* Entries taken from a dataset
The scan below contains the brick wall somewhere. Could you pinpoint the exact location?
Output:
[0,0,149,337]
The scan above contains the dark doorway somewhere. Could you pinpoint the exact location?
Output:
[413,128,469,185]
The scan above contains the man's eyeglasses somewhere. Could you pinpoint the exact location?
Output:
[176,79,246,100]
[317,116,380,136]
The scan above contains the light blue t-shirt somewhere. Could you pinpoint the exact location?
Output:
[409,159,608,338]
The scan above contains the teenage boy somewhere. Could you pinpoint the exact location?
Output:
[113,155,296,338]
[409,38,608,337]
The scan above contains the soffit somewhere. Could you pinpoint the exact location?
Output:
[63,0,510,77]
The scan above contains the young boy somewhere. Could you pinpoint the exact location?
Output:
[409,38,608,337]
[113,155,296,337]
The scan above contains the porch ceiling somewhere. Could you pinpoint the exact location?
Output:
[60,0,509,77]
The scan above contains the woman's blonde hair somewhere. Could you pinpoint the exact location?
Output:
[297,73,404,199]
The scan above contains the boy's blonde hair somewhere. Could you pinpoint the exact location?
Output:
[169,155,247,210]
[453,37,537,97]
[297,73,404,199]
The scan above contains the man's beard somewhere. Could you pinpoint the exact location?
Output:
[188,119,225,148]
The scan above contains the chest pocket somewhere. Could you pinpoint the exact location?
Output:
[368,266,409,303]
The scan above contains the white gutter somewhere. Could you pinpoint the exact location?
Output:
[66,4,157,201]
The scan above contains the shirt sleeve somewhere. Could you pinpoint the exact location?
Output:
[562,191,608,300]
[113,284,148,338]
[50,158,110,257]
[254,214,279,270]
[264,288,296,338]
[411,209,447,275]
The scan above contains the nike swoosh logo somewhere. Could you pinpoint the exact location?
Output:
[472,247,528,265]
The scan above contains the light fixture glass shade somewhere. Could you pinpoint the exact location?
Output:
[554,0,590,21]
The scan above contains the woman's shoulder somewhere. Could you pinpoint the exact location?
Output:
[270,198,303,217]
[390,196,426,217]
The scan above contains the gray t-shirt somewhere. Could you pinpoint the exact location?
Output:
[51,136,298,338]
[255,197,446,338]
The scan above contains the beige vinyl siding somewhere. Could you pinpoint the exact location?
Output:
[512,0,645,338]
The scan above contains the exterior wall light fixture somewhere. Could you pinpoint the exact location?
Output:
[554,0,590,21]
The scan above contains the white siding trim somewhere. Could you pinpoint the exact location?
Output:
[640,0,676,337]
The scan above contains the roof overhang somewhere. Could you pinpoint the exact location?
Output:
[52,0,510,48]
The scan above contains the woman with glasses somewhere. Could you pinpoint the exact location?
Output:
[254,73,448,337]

* Aim of the exercise
Turn every line of the data above into a numbered list, leaving out any blank lines.

* Result below
1. The scan below contains the brick wall somewhere. Could you pinpoint the exact location?
2. Output:
3. [0,0,149,337]
4. The scan above contains the dark doorway somewhere. Could you pinpoint the exact location?
5. Output:
6. [413,128,469,185]
7. The scan above contains the man's eyeglasses somewhere. Could you pinpoint the exact location?
8. Output:
9. [176,79,246,100]
10. [317,116,380,136]
11. The scan above contains the light blue t-shirt somewhere. Could you pinpoint the exact location?
12. Output:
13. [409,159,608,338]
14. The scan above contains the teenage boy somewhere. Could you pinpoint the exact location?
15. Output:
16. [113,155,296,338]
17. [409,38,608,337]
18. The scan above contains the soffit somewhere. Could you pinpoint the exact location?
19. Output:
20. [63,0,510,77]
21. The scan above contains the young boy somewhere. Could you pinpoint the exact location?
22. Output:
23. [409,38,608,337]
24. [113,155,296,337]
25. The scan above contains the porch ceiling somewhere. Could you pinpoint the exact location?
26. Output:
27. [60,0,509,77]
28. The scan above contains the woman's blonde hair somewhere. Could you pinpoint the exact location?
29. Output:
30. [297,73,404,199]
31. The scan above contains the boy's blonde hair somewhere. Could you pinpoint the exact location?
32. Output:
33. [169,155,247,210]
34. [453,37,537,97]
35. [297,73,404,199]
36. The scan above contains the man's beard somewhere. Could you pinpoint the exact location?
37. Output:
38. [188,119,225,148]
39. The scan above contains the chest pocket somewhere. Could you pinpoint the exact location?
40. Output:
41. [368,266,409,303]
42. The scan above contains the white gutter somewhere. Could you pinpoint the exact location?
43. Output:
44. [66,4,157,201]
45. The scan above contains the shirt sleeve somewhere. Could you pinpoint the exact location?
46. Output:
47. [562,191,608,300]
48. [113,284,148,338]
49. [50,158,110,257]
50. [254,214,279,270]
51. [264,288,296,338]
52. [411,209,447,275]
53. The scan above contains the nike swoosh logo somewhere. Could you pinpoint the exact location?
54. Output:
55. [472,247,528,265]
56. The scan above contains the light fixture glass shade somewhere. Could you pinpoint the exact location?
57. Output:
58. [554,0,590,21]
59. The scan above contains the woman's shoulder somewhere. Could you pinpoint the exact location?
60. Output:
61. [270,198,303,217]
62. [390,196,426,217]
63. The scan above contains the gray t-shirt somewhere. Could you pinpoint the exact location?
64. Output:
65. [51,136,298,338]
66. [255,197,446,338]
67. The scan above contains the beige vinyl siding somewhere. Could you pinpoint the exact location?
68. Output:
69. [512,0,645,338]
70. The scan above contains the exterior wall light fixture somewhere. Could you pinpoint the exact location?
71. Output:
72. [554,0,590,21]
73. The scan above contains the white siding trim somewhere. Could you pinpoint the exact location?
74. Output:
75. [640,0,676,337]
76. The scan above contains the roof overhang somewhere. Could you pinpoint the exact location?
77. Output:
78. [52,0,510,48]
79. The scan above contains the woman with glasses somewhere. Could you pinpoint the exact location?
80. Output:
81. [254,73,448,337]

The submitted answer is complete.